# [Exercise tasks]
**A)** In the Haswell forum thread, which processor would the first poster go with, given the leaked performance delta so far?
**B)** Sum up the Haswell forum thread in two sentences.
**C)** Carry on the Haswell forum thread from its last post.

AVX2, FMA, TSX in Haswell

SunRe

Member
Dec 16, 2012
51
0
0
Ok, so actually what is the performance gain once programs start taking advantage of the new instructions Haswell brings?

I am aware it's a broad question to ask, but let's say we limit ourselves to
- rendering
- image processing software (Photoshop)
- cryptography
- video encoding

Are there any resources, figures, on the web about it? I couldn't find much.

This is not purely academic, I am trying to figure out whether to take the jump to a second hand Ivy/Sandy Bridge or wait and buy a Haswell. And given the leaked performance delta up until now I'd go with Ivy so it's up to the new instructions sets.

Thanks!
 

Exophase

Diamond Member
Apr 19, 2012
4,439
9
81
AVX2 should help all of these things a fair amount, if properly coded for. FMA will be able to help at least the first two. The latter two are likely to be more integer-centric and probably unaffected by the FMA units.

# [Recorded information]

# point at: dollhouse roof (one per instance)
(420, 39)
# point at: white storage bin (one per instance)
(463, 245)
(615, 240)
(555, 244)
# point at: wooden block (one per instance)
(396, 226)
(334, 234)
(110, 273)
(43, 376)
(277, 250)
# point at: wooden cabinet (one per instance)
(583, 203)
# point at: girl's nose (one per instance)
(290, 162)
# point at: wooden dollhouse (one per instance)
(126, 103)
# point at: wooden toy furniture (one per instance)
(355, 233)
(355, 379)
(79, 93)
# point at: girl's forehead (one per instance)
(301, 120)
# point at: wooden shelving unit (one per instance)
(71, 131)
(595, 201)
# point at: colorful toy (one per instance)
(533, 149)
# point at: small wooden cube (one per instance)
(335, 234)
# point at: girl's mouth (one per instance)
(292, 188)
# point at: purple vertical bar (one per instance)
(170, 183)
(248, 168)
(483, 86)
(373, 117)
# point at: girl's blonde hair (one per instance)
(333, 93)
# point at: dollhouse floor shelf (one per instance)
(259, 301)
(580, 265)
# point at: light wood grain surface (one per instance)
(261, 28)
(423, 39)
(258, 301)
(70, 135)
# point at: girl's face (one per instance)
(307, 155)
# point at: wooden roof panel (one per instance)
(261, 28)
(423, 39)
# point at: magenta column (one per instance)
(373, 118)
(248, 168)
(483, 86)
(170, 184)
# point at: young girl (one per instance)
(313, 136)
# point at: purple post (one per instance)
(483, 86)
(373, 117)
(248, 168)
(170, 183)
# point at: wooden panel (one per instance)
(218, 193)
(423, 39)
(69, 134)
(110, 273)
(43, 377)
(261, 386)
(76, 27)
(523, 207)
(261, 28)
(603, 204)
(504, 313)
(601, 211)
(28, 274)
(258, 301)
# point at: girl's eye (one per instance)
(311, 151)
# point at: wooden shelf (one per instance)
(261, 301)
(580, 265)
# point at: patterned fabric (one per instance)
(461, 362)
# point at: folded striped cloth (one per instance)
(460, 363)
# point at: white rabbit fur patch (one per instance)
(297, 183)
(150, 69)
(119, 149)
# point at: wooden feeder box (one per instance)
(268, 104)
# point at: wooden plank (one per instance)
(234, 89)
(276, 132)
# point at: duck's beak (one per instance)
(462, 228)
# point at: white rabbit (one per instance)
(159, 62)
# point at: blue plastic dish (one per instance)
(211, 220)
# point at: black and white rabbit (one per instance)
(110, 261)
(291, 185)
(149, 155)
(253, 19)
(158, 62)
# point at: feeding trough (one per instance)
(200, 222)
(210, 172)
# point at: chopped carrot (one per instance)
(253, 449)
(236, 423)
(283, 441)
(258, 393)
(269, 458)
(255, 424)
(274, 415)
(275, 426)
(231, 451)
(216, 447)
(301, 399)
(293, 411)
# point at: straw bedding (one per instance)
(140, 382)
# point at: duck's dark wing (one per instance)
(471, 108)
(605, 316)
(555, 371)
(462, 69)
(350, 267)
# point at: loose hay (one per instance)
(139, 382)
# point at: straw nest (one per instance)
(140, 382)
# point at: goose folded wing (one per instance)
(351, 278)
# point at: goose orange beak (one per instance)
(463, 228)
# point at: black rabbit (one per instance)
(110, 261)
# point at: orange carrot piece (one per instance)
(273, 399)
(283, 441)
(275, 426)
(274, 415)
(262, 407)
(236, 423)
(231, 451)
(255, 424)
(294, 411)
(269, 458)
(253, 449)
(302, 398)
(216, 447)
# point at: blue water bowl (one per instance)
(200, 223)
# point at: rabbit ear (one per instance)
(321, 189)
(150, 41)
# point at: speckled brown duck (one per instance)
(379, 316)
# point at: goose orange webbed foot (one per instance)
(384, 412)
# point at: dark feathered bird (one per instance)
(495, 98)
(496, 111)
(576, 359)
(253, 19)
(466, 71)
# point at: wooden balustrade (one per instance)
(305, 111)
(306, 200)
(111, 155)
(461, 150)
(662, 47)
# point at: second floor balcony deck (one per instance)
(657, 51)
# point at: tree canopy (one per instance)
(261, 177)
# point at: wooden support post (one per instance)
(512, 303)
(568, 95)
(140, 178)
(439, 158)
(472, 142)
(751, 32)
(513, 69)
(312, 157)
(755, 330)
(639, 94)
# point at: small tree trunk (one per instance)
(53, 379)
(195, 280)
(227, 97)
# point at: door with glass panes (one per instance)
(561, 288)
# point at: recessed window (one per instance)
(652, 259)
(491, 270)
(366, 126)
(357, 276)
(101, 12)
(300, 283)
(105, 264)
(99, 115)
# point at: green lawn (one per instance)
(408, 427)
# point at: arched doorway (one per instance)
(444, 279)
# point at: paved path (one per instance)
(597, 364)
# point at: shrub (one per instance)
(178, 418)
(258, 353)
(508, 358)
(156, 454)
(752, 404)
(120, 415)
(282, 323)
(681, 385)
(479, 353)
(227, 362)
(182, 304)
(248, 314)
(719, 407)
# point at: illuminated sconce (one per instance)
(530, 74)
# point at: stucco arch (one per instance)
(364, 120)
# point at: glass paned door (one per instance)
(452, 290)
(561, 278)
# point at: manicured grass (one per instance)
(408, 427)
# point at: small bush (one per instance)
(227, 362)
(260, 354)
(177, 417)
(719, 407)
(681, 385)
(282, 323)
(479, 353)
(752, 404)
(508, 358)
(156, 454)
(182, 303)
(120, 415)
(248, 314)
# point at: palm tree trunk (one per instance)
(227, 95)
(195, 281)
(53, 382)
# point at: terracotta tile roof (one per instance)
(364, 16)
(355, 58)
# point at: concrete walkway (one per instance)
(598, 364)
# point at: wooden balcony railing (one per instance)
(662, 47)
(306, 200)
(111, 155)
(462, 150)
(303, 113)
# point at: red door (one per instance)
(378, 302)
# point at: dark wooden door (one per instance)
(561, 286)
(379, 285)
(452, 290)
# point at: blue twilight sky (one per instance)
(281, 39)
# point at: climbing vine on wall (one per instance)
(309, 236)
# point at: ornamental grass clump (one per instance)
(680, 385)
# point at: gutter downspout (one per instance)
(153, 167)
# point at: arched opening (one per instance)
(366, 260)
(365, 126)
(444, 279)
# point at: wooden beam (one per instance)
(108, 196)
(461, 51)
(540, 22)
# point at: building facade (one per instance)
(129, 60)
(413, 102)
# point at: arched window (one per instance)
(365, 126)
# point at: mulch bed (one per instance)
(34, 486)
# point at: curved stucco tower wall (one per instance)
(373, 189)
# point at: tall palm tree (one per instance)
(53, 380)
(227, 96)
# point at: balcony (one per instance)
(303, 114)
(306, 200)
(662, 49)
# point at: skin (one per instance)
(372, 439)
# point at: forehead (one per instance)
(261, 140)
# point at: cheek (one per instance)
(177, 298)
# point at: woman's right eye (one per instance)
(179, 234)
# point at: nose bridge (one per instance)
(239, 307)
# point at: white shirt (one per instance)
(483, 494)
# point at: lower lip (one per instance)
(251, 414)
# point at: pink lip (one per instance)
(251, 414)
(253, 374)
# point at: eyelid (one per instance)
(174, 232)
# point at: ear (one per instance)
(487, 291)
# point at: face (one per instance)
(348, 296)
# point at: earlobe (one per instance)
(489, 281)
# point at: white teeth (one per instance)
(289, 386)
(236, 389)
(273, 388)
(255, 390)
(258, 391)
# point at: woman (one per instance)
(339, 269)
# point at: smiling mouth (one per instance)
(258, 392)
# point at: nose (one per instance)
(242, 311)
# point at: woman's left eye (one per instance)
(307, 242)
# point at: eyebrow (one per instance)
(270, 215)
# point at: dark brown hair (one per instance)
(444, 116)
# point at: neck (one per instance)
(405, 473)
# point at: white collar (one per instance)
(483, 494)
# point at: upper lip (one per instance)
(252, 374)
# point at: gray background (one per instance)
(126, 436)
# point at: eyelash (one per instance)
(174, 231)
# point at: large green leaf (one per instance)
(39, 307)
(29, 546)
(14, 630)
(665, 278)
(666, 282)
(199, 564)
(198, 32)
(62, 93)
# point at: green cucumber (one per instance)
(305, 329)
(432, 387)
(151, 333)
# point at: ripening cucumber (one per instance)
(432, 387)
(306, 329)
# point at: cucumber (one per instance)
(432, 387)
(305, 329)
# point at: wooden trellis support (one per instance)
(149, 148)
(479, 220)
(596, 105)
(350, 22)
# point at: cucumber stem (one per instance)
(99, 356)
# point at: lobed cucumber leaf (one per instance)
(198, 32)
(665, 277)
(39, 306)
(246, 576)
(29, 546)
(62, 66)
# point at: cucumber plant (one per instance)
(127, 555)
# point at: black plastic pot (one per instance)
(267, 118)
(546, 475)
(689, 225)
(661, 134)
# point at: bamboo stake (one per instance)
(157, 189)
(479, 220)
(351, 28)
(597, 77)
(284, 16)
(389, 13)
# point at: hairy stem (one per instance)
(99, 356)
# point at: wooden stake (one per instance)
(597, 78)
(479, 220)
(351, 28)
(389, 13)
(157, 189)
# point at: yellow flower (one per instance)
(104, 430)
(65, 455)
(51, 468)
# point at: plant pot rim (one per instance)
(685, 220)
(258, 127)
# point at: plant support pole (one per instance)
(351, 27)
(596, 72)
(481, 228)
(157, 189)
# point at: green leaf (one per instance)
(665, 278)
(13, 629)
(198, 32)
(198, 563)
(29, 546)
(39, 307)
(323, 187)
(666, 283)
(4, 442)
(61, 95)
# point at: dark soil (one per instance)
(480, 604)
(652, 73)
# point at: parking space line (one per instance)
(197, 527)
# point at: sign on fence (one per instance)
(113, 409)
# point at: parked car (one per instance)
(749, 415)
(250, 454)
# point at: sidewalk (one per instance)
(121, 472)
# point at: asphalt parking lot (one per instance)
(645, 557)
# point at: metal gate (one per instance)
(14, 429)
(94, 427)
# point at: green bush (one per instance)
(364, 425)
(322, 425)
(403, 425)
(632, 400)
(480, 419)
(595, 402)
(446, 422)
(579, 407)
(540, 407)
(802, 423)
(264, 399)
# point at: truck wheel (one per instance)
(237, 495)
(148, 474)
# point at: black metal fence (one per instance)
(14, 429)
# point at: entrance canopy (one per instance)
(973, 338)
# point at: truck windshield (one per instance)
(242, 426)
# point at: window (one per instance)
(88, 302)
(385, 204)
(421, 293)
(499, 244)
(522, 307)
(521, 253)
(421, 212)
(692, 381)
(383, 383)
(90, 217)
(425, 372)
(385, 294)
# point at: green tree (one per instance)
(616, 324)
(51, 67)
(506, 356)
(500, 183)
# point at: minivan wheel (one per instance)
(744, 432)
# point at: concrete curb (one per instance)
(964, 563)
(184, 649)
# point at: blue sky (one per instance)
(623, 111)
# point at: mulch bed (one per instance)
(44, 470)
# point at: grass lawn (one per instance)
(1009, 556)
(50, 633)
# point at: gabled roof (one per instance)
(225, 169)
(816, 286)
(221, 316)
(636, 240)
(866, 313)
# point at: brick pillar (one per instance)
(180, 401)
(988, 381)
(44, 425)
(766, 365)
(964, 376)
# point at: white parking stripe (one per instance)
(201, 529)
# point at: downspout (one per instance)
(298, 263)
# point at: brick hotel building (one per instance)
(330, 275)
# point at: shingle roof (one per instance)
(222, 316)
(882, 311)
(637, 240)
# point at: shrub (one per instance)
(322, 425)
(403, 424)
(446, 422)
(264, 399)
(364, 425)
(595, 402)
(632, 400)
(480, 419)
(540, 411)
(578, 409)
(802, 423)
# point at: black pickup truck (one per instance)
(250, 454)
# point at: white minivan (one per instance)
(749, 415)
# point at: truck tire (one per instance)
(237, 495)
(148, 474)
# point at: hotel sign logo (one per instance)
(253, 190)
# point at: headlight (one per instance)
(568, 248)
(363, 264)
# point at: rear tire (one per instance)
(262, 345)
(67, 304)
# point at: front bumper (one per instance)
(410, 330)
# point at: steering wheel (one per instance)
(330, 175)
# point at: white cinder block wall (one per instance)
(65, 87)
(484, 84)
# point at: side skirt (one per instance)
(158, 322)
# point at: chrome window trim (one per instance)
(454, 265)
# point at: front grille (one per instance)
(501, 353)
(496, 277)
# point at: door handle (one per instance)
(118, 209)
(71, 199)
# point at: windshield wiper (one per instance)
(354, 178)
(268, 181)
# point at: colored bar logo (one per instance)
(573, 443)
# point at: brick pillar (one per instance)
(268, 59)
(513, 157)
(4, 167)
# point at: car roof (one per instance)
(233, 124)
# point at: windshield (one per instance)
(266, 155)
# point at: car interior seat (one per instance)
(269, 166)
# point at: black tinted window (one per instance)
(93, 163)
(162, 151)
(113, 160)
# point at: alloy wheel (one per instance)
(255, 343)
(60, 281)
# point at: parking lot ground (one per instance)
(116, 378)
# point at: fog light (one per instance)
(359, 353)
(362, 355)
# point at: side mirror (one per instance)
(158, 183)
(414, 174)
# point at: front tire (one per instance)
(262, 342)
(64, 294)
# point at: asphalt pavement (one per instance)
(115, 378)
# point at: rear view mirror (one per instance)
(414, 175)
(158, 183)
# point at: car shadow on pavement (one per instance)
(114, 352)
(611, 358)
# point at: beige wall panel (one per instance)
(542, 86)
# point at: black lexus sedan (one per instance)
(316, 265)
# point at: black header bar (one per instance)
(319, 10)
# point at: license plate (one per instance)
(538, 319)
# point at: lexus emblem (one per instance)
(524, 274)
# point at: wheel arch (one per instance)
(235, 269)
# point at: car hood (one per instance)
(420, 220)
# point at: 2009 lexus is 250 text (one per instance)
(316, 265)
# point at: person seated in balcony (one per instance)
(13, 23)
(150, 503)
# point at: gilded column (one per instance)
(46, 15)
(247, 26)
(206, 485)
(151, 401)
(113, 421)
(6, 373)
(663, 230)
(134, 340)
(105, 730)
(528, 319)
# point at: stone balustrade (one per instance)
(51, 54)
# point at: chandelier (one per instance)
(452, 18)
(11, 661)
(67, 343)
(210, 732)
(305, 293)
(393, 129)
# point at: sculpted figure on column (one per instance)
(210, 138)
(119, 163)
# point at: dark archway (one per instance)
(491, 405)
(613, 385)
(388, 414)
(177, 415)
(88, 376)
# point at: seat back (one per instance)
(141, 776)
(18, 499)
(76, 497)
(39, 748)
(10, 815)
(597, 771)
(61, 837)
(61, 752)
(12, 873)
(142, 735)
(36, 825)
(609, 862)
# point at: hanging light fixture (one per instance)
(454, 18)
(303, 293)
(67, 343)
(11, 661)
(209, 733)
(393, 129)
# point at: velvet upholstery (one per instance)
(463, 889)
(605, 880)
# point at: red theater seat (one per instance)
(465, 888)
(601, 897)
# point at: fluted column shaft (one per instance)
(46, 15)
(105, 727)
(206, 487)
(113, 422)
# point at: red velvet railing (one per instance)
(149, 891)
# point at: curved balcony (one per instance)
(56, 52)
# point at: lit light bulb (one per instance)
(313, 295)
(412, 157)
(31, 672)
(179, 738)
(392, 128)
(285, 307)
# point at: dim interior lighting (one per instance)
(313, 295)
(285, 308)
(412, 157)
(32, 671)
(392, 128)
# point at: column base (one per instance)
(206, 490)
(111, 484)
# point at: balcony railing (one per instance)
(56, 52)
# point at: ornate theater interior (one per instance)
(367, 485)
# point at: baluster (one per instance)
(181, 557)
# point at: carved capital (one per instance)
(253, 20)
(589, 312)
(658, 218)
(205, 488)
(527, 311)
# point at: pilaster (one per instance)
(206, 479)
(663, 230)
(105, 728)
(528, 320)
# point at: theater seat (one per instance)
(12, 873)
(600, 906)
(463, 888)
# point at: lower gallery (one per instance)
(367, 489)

# [Answers for this exercise]
**A)** Ivy Bridge.

**B)** A member asks what performance gain Haswell's new instructions bring for rendering, image processing, cryptography and video encoding, in order to decide between a second-hand Ivy/Sandy Bridge and waiting for Haswell. A reply says AVX2 should help all four a fair amount if properly coded for, while FMA will help at least rendering and image processing, since cryptography and video encoding are likely more integer-centric.

**C)**
There's a good writeup of the impact AVX2 optimizations has had so far on x264:

http://www.scribd.com/doc/137419114/Introduction-to-AVX2-optimizations-in-x264

The gains are pretty huge in a lot of the functions, but with the caveat that half the run-time is in other scalar-ish code that won't be improved by it, putting an upper bound that's probably under 50% improvement. Note this code-base involves a lot of hand-optimized assembly, the level of which most projects won't undertake. It remains to be seen how much compiler optimizations will leverage the improvements on their own.

I don't have a good idea of how much TSX will help with these tasks, if at all.. but I doubt you'll see a lot of this sort of code using it any time soon. Especially if it's not on some common higher end products.
 
Last edited:

ShintaiDK

Lifer
Apr 22, 2012
20,378
145
106
I dont think TSX will benefit these with anything at all, due to the scalable nature of those apps. But as said, specially AVX2 will be a great one. And that Haswell got 256bit paths to handle it full speed.
 

A5

Diamond Member
Jun 9, 2000
4,902
5
81
It's hard to throw out overall numbers. There are certain parts of the code that will benefit massively from this stuff, but it varies widely on how much of the program is that stuff.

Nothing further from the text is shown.